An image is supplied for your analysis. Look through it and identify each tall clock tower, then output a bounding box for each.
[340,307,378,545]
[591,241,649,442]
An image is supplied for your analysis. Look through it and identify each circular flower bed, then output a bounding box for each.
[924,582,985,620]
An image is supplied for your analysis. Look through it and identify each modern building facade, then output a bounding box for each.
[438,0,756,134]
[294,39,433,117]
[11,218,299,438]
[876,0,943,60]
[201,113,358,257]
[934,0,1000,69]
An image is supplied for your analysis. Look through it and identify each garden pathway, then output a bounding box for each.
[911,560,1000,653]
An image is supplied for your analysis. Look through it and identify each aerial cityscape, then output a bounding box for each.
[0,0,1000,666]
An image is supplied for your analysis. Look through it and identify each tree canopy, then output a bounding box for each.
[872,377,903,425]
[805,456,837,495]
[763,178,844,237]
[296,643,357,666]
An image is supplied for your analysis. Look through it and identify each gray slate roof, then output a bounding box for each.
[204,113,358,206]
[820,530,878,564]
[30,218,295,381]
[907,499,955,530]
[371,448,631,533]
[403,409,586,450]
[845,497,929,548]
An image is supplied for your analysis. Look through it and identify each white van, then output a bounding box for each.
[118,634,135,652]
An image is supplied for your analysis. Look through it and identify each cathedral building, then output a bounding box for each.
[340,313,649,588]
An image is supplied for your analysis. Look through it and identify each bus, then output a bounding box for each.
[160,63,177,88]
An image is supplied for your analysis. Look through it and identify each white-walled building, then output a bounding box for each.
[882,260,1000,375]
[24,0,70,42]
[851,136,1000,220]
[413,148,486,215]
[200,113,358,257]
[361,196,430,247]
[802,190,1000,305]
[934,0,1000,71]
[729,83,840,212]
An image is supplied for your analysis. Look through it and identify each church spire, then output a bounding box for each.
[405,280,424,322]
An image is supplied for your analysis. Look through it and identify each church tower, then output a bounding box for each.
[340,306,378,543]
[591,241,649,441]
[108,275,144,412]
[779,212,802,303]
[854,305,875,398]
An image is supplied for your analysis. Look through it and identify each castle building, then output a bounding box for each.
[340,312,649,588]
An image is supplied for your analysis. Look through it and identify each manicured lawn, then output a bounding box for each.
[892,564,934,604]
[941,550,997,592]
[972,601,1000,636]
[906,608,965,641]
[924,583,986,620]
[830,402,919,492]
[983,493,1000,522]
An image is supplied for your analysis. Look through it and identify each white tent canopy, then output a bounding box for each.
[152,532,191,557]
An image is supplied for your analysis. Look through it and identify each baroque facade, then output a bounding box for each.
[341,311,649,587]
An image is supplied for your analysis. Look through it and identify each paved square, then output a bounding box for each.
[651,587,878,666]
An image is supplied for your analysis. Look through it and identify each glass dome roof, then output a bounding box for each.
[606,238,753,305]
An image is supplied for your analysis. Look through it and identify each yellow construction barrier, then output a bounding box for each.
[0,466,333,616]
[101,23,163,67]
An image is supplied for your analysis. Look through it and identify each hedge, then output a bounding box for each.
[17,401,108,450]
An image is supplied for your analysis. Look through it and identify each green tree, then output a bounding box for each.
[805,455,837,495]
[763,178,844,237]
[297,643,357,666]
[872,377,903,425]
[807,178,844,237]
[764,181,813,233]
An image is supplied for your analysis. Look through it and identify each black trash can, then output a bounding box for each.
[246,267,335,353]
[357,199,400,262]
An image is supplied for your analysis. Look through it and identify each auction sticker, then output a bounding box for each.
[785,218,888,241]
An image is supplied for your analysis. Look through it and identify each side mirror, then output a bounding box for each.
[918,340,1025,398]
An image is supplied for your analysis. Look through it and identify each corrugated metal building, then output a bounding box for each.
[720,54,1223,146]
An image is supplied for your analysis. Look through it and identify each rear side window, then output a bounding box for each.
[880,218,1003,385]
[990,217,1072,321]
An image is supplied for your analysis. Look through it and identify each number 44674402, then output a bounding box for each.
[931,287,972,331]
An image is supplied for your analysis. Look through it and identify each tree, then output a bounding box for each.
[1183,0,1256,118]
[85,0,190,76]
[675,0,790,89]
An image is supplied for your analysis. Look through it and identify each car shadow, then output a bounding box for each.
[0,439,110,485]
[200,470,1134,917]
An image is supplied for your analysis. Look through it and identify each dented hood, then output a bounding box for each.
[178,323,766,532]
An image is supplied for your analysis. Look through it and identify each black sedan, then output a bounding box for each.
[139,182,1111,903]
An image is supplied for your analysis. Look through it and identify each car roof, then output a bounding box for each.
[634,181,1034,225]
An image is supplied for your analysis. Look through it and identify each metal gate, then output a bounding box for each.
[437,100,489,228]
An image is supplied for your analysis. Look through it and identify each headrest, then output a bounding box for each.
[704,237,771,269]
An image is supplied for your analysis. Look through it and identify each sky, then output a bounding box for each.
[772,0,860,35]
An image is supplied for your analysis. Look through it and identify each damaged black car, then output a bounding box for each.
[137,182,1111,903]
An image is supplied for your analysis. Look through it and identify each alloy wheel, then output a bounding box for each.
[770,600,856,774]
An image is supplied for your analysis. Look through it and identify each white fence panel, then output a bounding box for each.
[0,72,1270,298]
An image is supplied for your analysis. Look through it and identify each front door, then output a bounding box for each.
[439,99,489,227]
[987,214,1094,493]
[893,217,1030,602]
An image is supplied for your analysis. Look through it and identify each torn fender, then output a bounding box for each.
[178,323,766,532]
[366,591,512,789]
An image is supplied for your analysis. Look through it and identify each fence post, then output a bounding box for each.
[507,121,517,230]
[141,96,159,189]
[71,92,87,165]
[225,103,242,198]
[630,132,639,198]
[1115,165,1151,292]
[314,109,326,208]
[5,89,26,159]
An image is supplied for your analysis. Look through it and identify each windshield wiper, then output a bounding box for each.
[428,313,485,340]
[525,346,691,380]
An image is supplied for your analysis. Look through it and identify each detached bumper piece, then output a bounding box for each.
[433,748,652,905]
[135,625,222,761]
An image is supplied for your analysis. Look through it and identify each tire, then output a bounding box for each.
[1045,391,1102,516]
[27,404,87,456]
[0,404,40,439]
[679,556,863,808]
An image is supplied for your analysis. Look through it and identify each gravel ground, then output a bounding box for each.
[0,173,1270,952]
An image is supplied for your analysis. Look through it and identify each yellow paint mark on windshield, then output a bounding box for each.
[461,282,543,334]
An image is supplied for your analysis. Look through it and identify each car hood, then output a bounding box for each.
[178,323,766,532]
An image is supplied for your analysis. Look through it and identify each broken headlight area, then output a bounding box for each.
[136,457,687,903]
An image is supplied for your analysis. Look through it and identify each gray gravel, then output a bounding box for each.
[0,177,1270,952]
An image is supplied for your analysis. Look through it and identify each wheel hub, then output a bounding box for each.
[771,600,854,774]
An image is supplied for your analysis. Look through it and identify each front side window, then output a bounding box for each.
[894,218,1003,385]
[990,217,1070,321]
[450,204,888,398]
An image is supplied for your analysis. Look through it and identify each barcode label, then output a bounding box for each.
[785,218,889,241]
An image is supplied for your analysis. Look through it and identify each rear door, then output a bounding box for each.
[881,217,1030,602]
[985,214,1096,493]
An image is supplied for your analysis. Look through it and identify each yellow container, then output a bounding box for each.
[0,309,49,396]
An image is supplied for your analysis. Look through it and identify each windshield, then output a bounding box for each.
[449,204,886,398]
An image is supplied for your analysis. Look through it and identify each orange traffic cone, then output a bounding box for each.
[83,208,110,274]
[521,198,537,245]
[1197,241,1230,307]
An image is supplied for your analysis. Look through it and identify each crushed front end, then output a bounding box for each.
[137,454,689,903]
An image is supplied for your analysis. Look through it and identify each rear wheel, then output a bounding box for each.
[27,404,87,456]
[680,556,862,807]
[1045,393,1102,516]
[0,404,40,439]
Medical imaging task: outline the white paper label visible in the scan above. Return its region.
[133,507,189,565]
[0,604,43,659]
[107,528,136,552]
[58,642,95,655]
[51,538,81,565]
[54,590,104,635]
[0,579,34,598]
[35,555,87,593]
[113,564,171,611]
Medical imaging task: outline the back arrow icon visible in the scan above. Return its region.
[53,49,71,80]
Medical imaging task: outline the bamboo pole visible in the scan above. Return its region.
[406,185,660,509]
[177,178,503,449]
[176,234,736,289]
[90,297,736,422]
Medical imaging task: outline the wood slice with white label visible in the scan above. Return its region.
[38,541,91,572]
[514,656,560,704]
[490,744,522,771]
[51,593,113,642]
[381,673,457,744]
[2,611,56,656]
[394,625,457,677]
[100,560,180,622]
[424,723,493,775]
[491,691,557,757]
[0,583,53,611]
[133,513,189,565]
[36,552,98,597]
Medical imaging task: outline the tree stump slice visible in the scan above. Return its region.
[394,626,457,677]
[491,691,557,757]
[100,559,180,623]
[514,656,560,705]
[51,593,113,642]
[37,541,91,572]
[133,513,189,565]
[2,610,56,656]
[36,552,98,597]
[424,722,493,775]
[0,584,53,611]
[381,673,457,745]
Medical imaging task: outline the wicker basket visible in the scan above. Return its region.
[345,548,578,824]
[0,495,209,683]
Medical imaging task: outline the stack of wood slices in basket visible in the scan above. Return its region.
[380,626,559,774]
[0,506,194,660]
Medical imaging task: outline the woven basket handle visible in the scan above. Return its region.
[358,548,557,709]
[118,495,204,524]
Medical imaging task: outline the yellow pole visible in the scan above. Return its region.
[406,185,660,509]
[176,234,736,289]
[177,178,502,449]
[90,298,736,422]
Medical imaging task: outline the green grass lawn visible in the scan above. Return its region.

══════════

Change "windshield" to "side mirror" in the records, starting with the line containing "each windshield, then" and going on through the line containing "[449,204,886,398]", and give back only those lines with everything else left as is.

An image is supplied for your analysis. Look through it and identify each side mirror, then output a bounding box for each.
[449,204,886,398]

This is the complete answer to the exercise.